#### Questions on the material
A. Answer these questions about the excerpt on attentional bias modification in PTSD:
(i) According to the excerpt, what did ACT allow the subject to maintain?
(ii) What did Heeren et al. find that ABM produced?
(iii) Which ethics review committee approved the study?
B. Write the next part of the excerpt on attentional bias modification in PTSD, picking up after its last sentence.

Fortunately, the biased attentional processing in PTSD could be modified. There was evidence that both AB and ABV could be modified with attentional bias modification (ABM).^12,13 In ABM, negative AB was fixed by guiding subjects to unconsciously increase attention to non-threatening stimuli. In randomized controlled trials (RCTs), ABM was generally compared with the attention control training (ACT) for efficacy. ACT did not direct subjects’ attention to either threatening stimuli or non-threatening stimuli and allowed the subject to maintain his or her original attentional characteristics. There are already several meta-analyses that compared the effect of ABM and ACT and revealed the efficacy of ABM in anxiety and depression. These studies have contributed to the development and spread of ABM as a novel cognitive intervention method.¹⁴ For example, Heeren et al.¹⁵ found that ABM produced a small but significant reduction in social anxiety disorder (SAD) symptoms and AB. In another study of depression, researchers found that compared with ACT training, ABM had a greater effect on the improvement of depressive symptoms.¹⁶ However, in previous meta-analyses, the efficacy of ABM on PTSD has not been discussed. Despite ACT traditionally being viewed as a control condition for ABM, there was evidence suggesting that ACT might have a more favorable impact on the improvement of PTSD compared to ABM.¹⁷ These surprising findings needed to be summarized by meta-analysis. Also, in previous meta-analyses, the outcome of ABV was rarely mentioned. In the only meta-analysis and systematic review on ABV, researchers found that both ABM and control training showed similar levels of ABV change during the intervention.¹⁸ However, this meta-analysis included not only PTSD but also other psychiatric disorders,¹⁸ which might have an impact on the results. Taken together, the current meta-analysis aimed to compare the efficacy of ABM to ACT on the improvement of PTSD, AB as well as ABV.

Methods

Study selection

This meta-analysis was carried out following the Preferred Reporting Items for Systematic Review and Meta-Analyses (PRISMA) statement (see Supplemental material for PRISMA statement of the present study).¹⁹ This study was registered at the International Prospective Register of systematic reviews (PROSPERO; https://www.crd.york.ac.uk/PROSPERO/), and the registration number was CRD42021247012. The study was approved by the ethics review committee of Naval Medical University. The protocol of the current study was not prepared.

[Free-text object descriptions]
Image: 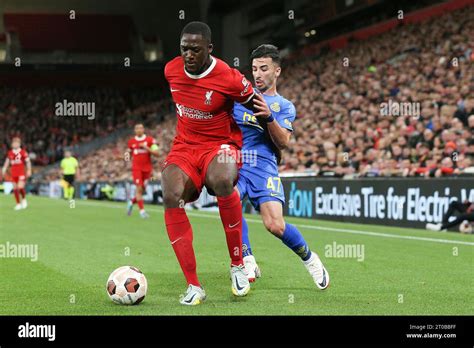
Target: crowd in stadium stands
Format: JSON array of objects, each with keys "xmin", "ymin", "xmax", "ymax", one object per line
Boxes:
[
  {"xmin": 0, "ymin": 87, "xmax": 170, "ymax": 165},
  {"xmin": 279, "ymin": 8, "xmax": 474, "ymax": 177},
  {"xmin": 5, "ymin": 7, "xmax": 474, "ymax": 181}
]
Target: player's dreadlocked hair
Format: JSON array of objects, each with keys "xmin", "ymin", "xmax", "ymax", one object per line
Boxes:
[
  {"xmin": 250, "ymin": 44, "xmax": 281, "ymax": 65},
  {"xmin": 180, "ymin": 22, "xmax": 212, "ymax": 43}
]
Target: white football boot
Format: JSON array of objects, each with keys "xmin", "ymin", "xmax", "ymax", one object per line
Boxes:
[
  {"xmin": 179, "ymin": 284, "xmax": 206, "ymax": 306},
  {"xmin": 230, "ymin": 265, "xmax": 250, "ymax": 296},
  {"xmin": 244, "ymin": 255, "xmax": 262, "ymax": 283},
  {"xmin": 303, "ymin": 252, "xmax": 329, "ymax": 290},
  {"xmin": 426, "ymin": 223, "xmax": 446, "ymax": 231}
]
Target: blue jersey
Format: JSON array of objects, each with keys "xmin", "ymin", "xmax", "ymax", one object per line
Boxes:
[
  {"xmin": 234, "ymin": 94, "xmax": 296, "ymax": 210},
  {"xmin": 234, "ymin": 94, "xmax": 296, "ymax": 174}
]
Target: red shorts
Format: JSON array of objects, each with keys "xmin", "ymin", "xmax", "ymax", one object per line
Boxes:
[
  {"xmin": 12, "ymin": 174, "xmax": 26, "ymax": 184},
  {"xmin": 132, "ymin": 169, "xmax": 151, "ymax": 187},
  {"xmin": 162, "ymin": 142, "xmax": 241, "ymax": 200}
]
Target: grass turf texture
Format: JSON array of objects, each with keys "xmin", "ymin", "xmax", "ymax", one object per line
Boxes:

#### Responses to the tasks
A.
(i) His or her original attentional characteristics.
(ii) A small but significant reduction in social anxiety disorder (SAD) symptoms and AB.
(iii) The ethics review committee of Naval Medical University.

B.
We conducted a comprehensive literature search strategy for RCTs of ABM in PTSD. The following databases were searched: PUBMED, PsycINFO, EMBASE, ClinicalTrials.gov, and the Cochrane Central Register of Controlled Trials. English-language articles published in peer-reviewed journals between 1980 (the year PTSD was first included in the DSM) and December 2023 were considered for inclusion. See Figure 1 for the detailed strategies.

Figure 1.

Search strategy for the current study.

The flow of information from identification to inclusion of studies was summarized in the PRISMA diagram depicted in Figure 2. From the initial 205 emerging publications, duplicates were removed, and the abstracts from the remaining 104 publications were screened. Then we screened the title, abstract, and full text using the following criteria:

Figure 2.

PRISMA flow diagram.

Inclusion criteria: (a) random assignment, (b) using ACT as the control condition, (c) subjects aged ⩾18, (d) standardized measures of symptoms, (e) one or more sessions of ABM during treatment, and (f) published in scientific journals in English.

Exclude criteria: (a) the study was not designed specifically to manipulate AB; (b) participants were not randomly allocated to training conditions; (c) control conditions were not used; (d) the studies designed ABM in combination with other treatment as intervention; (e) commentary, editorial, case report, study protocol, or review; and (f) articles that could not be retrieved in full-text.

The total search was conducted by two authors (C.H. and F.Z.) independently using the above search strategy. They also screened the title and the abstract independently to identify studies that met the above eligibility criteria (with 100% concordance). During the full-text stage, two authors had a disagreement about an article, which was eventually resolved by consulting a third author (W.L.). Finally, seven relevant articles (eight studies in total) were identified by reviewing their abstracts and full texts. They were published between 2013 and 2022. Two studies did not offer complete pre- or post-training data and were not included in the meta-analysis; however, for better review of current research progress, study design and results of the two studies were included in Table 1.

Table 1.

Intervention study of attentional bias modification training for PTSD.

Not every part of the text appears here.